Work order - Leaving out all pictures, retype the records exactly.

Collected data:
++++

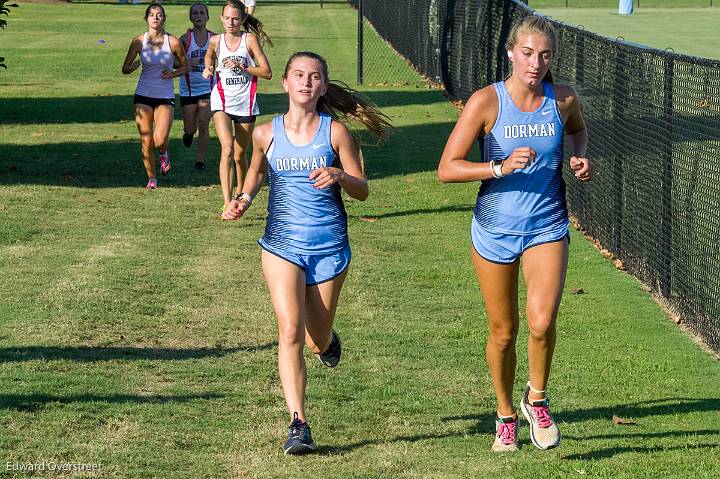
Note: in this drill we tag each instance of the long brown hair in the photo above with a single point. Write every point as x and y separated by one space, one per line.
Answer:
345 104
534 24
251 24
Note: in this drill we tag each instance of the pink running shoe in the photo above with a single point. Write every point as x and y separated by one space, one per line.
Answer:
506 429
164 164
544 433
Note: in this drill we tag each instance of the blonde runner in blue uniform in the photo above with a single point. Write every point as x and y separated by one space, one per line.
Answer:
237 60
309 158
521 213
194 89
154 99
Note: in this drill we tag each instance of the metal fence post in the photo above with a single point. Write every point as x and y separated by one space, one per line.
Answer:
360 42
618 114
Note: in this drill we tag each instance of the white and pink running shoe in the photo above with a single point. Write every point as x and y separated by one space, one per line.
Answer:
544 433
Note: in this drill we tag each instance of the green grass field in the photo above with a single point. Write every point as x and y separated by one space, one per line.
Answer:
136 332
660 28
637 4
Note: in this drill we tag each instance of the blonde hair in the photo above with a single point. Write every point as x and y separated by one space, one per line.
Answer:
534 24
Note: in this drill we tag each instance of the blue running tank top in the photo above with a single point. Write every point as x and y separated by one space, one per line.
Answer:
301 218
530 200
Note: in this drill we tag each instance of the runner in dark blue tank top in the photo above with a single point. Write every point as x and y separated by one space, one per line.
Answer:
309 158
521 213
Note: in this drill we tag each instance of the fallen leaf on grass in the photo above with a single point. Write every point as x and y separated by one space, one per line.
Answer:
622 422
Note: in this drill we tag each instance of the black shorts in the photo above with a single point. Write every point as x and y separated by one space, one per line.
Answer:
238 118
192 100
153 102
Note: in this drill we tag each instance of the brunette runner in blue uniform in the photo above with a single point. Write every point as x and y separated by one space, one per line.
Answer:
521 213
309 158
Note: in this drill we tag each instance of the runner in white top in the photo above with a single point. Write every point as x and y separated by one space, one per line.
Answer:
155 96
194 88
240 61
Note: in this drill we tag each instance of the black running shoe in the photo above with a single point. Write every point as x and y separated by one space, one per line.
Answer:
299 438
331 356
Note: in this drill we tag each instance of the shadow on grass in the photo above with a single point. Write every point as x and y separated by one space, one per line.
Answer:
613 451
35 402
119 108
485 423
421 211
117 163
92 354
633 411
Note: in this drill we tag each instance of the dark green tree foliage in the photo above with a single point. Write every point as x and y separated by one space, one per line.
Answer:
4 10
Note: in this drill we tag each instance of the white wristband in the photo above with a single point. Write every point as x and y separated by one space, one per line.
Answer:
496 168
244 196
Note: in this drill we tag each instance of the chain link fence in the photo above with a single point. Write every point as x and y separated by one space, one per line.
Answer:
654 123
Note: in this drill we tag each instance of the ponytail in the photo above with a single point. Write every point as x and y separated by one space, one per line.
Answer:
345 104
255 26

++++

Response to this task -
Note: in this drill we tag each instance of the long brown hair in the photo above with a single point. Write every point as x and y separated by one space, one per line.
Answer:
345 104
534 24
251 24
Note: in this drill we tag each instance of the pink running shoe in the photo above with a single point. Write every point as x and y separated by one space, one per line.
Answer:
506 429
164 164
544 433
Note: in this drill we tag each instance of the blonde runner in blue uniform in the photo above with a single point. Write every point as x and y separated by one space, one per line.
Answer:
237 60
309 158
521 213
194 89
154 99
Note: in this drill we tag each instance of the metal fence post in the photo above with a single point. Write every point as x and y separated by one space, one per line.
Answer:
360 42
618 114
Note: in this drill we tag each instance of the white and pink running shoe in the photo above with a single point. Write every point as x and y separated by one space, one per line.
Answer:
544 433
Note: in this drill we tag each instance of the green grass field in the photo above with a single point. Write every point as x and y separated by one space, one per line.
Answer:
136 332
660 28
637 4
Note: in this drill we tag each instance of the blonde hair in the photo above with a single point. Write every point as x and y separated by one space, one per line.
Answer:
534 24
Note: in this drill we tag each instance of the blue running tank top in the photo above with a single point. Write every point as x and y separated by one space, one per line.
Answer:
301 218
530 200
Note: in this drill we tag each instance of the runner in dark blue tank top in the photo above with a single point. Write every point as x and y separated by one space, one per line.
Answer:
309 158
521 213
Note: in this drill we tag each instance of the fallen leaf on grass in the photo above with a single point. Write every point as x and y separated by one space, one per line.
Answer:
622 422
Note: in this drill we tag each instance of the black shorts in the photo above with a single point. Write every point as x and y separated by one space, one per line.
Answer:
238 118
192 100
153 102
Note: in this drill we tag each instance of the brunette runner in blue uniform in the photo above with a single point. Write every point as x and y separated by one space, one per line.
Answer:
521 213
309 158
Note: in this drill we tag each instance of the runner in white top in the photo above with a single point. Write every point as x and y separated by one space, one per line.
Answer:
155 96
194 88
240 61
Note: in this drill we tag each instance of the black running shoe in the photo above with a single point. Write every point as x and y separated by one space, one per line.
Answer:
299 438
331 356
Note: in this drill we tag each instance of the shadow on grass in the photo above with a single point. Write every point as x and y separated by one space, one per line.
Answer:
613 451
35 402
119 108
485 423
421 211
117 163
92 354
633 411
Note: in this drill we tag each instance of the dark green tree foliage in the photo above with a single point. Write every point as x and y separated by one space, one per line.
Answer:
4 10
Note: in this drill we tag each instance of the white wristband in the photo above with a single point. Write every point as x and y separated by one space, one per line.
Answer:
496 168
244 196
Note: in this drill we tag each instance of the chain link fence in the photo above with a single point. Write every point as x and y separated by one space, one per line.
Answer:
654 123
Note: in this drill we tag each instance of the ponytail in the photo above with a single point. Write every point as x and y separated by one space, one per line.
Answer:
345 104
255 26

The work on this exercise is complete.